Extracted information.
+ + + +
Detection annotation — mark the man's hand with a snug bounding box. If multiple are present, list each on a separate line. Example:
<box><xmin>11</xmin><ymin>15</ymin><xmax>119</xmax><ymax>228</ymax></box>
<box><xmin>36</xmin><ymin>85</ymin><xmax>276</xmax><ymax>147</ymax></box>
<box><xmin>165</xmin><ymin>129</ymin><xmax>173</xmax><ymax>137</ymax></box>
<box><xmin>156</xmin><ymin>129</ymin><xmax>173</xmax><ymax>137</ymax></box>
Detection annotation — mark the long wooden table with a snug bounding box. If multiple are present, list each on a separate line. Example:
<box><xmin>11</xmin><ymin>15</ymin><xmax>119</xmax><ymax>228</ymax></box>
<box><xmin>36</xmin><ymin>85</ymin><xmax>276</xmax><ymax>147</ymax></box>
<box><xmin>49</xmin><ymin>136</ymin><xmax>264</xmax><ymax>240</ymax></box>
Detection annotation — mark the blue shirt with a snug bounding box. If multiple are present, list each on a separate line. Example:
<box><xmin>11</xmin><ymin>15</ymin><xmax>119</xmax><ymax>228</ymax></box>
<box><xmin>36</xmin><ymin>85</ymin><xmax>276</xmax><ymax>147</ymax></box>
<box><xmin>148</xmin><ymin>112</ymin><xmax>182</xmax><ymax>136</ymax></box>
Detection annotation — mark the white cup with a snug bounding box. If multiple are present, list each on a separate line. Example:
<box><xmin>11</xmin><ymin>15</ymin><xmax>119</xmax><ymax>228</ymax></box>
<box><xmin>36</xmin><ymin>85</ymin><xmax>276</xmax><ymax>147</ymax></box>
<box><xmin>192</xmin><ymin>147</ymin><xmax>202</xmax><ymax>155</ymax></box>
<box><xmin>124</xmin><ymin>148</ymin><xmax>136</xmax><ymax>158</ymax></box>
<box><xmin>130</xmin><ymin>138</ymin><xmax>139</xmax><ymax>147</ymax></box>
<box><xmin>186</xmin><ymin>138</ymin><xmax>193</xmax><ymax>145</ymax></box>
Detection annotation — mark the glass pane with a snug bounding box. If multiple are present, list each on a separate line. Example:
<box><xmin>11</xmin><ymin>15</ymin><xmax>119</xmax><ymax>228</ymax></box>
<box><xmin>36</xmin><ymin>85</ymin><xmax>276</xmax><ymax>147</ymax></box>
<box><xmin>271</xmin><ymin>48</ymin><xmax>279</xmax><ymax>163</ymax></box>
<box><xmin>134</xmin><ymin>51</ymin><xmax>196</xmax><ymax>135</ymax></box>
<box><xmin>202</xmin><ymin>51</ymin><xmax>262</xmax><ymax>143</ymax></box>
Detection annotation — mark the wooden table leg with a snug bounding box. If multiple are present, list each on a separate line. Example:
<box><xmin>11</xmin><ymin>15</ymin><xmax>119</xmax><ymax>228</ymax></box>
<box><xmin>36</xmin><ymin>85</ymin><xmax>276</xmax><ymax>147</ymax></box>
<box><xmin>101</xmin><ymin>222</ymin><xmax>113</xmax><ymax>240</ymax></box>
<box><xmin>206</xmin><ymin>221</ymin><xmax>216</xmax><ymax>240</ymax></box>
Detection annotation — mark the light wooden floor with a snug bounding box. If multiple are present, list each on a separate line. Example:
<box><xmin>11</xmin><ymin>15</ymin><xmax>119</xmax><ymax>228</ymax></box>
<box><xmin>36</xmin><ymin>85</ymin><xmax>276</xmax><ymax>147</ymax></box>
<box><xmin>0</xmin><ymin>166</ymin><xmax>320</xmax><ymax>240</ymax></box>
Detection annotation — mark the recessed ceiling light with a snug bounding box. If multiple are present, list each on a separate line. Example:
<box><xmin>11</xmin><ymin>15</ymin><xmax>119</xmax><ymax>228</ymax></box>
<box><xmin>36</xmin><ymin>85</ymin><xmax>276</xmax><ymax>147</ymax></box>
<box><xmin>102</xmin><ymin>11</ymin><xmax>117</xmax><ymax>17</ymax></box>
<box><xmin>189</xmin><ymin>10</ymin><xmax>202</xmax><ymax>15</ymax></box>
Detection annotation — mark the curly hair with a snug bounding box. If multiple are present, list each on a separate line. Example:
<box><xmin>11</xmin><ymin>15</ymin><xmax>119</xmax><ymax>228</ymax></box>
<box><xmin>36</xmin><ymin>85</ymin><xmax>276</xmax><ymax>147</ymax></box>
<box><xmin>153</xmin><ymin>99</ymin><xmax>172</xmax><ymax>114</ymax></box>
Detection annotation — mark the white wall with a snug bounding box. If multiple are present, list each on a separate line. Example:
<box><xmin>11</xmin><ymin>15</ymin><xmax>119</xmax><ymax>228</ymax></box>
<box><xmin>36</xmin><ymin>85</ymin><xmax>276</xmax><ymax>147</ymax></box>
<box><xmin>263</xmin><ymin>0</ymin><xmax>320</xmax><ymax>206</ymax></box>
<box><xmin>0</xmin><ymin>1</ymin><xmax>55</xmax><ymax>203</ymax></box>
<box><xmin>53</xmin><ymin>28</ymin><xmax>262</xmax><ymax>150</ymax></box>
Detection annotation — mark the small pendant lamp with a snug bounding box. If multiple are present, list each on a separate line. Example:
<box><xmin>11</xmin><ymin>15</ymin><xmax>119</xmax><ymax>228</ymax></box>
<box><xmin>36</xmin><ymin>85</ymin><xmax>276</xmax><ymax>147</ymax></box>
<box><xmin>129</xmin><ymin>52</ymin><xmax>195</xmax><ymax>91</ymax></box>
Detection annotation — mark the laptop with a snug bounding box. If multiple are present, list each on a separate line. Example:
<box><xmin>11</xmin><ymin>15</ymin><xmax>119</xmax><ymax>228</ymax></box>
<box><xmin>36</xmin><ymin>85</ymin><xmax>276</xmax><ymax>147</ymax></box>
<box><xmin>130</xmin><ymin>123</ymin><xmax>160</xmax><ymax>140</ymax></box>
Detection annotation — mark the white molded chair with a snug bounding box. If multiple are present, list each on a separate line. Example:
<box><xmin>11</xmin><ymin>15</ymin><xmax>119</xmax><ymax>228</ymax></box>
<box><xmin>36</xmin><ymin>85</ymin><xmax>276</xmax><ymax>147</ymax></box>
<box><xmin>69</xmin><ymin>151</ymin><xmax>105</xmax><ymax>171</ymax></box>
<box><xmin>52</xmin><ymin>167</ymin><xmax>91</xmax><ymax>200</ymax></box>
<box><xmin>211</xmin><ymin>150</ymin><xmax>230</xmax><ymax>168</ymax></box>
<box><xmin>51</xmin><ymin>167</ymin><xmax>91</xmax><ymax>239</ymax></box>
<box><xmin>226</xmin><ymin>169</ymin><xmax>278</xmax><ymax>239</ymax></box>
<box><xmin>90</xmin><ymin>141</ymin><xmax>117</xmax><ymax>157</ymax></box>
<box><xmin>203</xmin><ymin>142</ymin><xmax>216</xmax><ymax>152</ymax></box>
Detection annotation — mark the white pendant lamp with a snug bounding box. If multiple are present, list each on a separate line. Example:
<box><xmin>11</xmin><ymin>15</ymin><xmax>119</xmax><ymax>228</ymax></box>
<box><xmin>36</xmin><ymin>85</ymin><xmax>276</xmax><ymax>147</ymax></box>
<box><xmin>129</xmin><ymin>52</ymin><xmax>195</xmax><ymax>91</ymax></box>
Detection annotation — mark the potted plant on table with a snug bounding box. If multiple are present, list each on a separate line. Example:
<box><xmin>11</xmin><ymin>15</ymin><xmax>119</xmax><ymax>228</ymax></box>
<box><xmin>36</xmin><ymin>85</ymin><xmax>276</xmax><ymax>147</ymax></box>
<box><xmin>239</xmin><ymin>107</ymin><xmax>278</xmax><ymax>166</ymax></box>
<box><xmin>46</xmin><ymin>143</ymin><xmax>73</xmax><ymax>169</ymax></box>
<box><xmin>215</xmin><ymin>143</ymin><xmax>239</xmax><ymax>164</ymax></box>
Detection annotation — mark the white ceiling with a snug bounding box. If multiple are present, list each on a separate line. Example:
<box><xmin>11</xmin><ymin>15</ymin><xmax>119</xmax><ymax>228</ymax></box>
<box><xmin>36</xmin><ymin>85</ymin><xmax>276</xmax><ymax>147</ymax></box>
+ + + +
Exercise prompt. Starting at the line that contains "Detection annotation — mark the white ceiling" and continuing through the last line of the rows, present those lines as a Markdown table with columns "Line" and "Content". Number them in order and leave out any blank lines.

Response below.
| Line | Content |
|---|---|
| 1 | Detection annotation — mark the white ceiling with a snug bounding box. If multiple are present, list each on a separate line. Example: |
| 2 | <box><xmin>11</xmin><ymin>15</ymin><xmax>119</xmax><ymax>228</ymax></box> |
| 3 | <box><xmin>36</xmin><ymin>85</ymin><xmax>276</xmax><ymax>147</ymax></box> |